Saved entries
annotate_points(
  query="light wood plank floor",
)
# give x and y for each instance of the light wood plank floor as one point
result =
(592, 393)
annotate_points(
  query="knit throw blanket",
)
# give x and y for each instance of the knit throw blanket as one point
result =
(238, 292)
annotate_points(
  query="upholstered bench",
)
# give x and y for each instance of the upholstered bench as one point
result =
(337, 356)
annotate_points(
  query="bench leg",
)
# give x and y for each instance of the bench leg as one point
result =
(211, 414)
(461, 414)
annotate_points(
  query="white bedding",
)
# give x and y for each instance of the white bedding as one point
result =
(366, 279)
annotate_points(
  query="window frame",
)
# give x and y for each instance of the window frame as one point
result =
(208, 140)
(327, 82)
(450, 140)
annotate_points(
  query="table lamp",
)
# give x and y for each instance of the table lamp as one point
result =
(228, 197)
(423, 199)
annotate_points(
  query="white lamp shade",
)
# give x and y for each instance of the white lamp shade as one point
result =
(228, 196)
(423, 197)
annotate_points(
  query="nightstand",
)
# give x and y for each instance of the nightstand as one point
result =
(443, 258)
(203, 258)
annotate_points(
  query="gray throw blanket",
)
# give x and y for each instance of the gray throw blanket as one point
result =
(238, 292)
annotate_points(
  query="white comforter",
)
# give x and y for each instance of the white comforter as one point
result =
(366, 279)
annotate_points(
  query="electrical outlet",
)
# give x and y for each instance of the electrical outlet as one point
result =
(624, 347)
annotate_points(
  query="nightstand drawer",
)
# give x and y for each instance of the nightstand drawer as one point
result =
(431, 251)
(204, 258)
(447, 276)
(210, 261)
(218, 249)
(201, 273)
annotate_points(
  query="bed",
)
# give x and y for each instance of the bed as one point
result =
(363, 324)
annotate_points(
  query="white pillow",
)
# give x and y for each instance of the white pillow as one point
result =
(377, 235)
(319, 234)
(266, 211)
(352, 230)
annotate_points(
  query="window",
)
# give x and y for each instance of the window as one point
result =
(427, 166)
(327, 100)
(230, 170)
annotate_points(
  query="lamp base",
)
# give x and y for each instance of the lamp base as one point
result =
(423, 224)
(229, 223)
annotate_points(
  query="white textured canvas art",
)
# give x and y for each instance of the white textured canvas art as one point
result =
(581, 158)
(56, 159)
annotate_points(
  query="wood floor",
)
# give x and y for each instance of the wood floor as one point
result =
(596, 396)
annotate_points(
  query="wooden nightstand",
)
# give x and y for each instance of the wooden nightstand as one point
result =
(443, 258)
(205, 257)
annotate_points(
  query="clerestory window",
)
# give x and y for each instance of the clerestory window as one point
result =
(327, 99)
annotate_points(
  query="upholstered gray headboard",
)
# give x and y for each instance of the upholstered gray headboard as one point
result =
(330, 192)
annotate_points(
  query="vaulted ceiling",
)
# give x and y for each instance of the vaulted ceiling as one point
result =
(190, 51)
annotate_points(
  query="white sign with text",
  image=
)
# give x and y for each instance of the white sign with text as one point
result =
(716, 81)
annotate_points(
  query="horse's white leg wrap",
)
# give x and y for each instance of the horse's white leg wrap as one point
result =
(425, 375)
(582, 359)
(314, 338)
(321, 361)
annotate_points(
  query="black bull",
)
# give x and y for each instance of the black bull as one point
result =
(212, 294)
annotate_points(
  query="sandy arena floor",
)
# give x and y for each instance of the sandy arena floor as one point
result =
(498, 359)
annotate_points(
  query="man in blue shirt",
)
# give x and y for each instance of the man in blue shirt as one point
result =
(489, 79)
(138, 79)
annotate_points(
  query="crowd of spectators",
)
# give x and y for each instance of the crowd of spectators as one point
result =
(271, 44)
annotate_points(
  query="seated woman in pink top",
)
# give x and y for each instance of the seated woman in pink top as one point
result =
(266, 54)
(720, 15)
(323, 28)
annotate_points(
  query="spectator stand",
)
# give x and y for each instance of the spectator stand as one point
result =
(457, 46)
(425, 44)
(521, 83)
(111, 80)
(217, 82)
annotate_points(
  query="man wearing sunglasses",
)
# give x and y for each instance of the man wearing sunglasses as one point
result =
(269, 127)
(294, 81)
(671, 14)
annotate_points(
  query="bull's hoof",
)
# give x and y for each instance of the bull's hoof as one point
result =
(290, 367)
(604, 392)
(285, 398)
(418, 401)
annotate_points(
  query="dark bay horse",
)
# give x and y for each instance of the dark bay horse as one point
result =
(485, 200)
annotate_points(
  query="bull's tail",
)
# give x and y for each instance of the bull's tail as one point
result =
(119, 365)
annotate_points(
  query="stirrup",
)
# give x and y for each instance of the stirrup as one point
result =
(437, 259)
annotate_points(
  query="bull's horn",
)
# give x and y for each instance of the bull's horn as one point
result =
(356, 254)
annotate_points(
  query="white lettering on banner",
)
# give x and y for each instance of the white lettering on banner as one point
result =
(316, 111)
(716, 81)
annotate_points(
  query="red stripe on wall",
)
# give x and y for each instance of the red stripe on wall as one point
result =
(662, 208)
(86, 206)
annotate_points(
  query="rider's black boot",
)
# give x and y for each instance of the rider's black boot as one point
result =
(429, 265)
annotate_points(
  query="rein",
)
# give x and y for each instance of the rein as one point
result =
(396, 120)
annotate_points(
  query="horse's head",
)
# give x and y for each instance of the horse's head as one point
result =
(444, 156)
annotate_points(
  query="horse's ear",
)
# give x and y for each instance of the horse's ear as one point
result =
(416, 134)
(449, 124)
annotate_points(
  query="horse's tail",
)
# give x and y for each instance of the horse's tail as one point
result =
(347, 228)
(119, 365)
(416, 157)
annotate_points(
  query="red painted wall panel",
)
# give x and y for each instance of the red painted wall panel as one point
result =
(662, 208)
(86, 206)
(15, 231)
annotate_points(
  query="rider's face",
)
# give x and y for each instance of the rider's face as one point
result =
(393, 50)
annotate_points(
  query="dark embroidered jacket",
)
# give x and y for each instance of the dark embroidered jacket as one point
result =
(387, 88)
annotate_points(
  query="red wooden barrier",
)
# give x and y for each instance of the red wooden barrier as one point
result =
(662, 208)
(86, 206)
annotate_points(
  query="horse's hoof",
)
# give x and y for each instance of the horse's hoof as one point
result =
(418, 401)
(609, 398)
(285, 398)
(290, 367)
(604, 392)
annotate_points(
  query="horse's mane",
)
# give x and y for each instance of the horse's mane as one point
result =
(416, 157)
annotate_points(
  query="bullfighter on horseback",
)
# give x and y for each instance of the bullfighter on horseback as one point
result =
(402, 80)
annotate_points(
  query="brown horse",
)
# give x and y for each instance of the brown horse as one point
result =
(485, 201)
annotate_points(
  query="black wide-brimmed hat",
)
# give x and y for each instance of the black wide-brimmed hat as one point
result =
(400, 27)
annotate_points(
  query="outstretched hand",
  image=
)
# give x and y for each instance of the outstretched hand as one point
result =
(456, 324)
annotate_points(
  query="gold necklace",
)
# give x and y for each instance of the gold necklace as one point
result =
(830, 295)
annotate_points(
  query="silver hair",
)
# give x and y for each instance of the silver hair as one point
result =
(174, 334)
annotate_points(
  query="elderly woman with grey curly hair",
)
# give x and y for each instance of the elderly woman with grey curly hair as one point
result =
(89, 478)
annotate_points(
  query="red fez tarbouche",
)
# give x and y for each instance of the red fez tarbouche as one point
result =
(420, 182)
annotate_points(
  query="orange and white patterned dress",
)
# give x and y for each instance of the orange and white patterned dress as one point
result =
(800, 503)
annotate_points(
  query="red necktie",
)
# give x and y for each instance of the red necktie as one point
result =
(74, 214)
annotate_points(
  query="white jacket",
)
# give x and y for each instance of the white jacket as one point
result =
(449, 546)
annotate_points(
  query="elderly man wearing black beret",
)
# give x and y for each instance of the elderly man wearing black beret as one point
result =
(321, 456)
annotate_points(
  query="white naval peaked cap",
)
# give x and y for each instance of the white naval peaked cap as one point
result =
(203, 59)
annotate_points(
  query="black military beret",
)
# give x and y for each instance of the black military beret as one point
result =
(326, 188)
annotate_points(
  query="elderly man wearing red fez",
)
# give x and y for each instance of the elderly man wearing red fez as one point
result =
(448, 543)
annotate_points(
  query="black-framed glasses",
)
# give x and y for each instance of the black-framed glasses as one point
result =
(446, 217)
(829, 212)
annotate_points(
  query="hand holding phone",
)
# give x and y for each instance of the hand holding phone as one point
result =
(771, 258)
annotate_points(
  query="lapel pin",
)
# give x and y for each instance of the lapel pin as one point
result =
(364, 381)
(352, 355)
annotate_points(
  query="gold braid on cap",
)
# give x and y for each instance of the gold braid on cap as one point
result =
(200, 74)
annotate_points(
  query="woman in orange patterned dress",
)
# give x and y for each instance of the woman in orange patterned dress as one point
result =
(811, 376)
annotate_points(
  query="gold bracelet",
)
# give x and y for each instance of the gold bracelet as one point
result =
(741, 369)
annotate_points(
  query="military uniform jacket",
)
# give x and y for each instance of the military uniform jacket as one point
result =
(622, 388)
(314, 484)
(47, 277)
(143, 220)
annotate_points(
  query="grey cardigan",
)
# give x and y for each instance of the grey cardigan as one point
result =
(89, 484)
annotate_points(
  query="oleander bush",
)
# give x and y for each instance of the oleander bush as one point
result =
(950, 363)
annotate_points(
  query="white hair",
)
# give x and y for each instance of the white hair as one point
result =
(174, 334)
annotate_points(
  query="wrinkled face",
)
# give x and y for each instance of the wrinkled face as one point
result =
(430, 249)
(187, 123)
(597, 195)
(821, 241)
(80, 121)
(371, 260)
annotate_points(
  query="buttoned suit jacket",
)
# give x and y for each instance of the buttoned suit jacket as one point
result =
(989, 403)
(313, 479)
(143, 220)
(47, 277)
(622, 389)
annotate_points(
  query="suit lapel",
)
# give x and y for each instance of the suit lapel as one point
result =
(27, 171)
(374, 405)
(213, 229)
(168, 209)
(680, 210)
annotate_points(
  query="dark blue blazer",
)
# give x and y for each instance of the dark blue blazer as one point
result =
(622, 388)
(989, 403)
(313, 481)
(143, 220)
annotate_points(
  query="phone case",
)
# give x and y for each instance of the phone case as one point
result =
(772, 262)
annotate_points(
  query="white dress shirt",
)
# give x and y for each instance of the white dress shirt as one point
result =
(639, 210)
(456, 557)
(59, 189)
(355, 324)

What you need to do: The lines to copy run from the first line of the entries to the line containing "drawer as one point"; copy them exactly and output nothing else.

Solution for this task:
annotate_points(
  query="light wood plank floor",
)
# give x and y for each instance of the light wood plank floor as one point
result =
(592, 393)
annotate_points(
  query="knit throw blanket",
)
# give x and y for each instance of the knit throw blanket as one point
result =
(238, 292)
annotate_points(
  query="upholstered bench",
)
# give x and y for each instance of the upholstered bench as one point
result =
(337, 356)
annotate_points(
  query="bench leg",
)
# give x and y for each instance of the bench leg as one point
result =
(211, 414)
(461, 414)
annotate_points(
  query="white bedding",
)
# give x and y for each instance of the white bedding as one point
result =
(366, 279)
annotate_points(
  query="window frame",
)
# give x and y for each instance of the window frame as one point
result =
(208, 140)
(327, 82)
(450, 140)
annotate_points(
  query="table lamp",
)
# give x and y for each instance of the table lamp as one point
result =
(228, 197)
(423, 199)
annotate_points(
  query="white lamp shade",
)
# give x and y for each instance of the white lamp shade as one point
result =
(228, 196)
(423, 197)
annotate_points(
  query="nightstand",
)
# give x and y for each instance of the nightstand as one point
result =
(443, 258)
(203, 258)
annotate_points(
  query="gray throw blanket",
)
# give x and y for each instance of the gray throw blanket as one point
result =
(238, 292)
annotate_points(
  query="white comforter",
)
# give x and y for each instance of the white comforter as one point
result =
(366, 279)
annotate_points(
  query="electrical outlet",
)
# give x and y for each instance of the electrical outlet as one point
result =
(624, 347)
annotate_points(
  query="nightstand drawer",
)
# give x and y for each instance of the nightstand drawer as one point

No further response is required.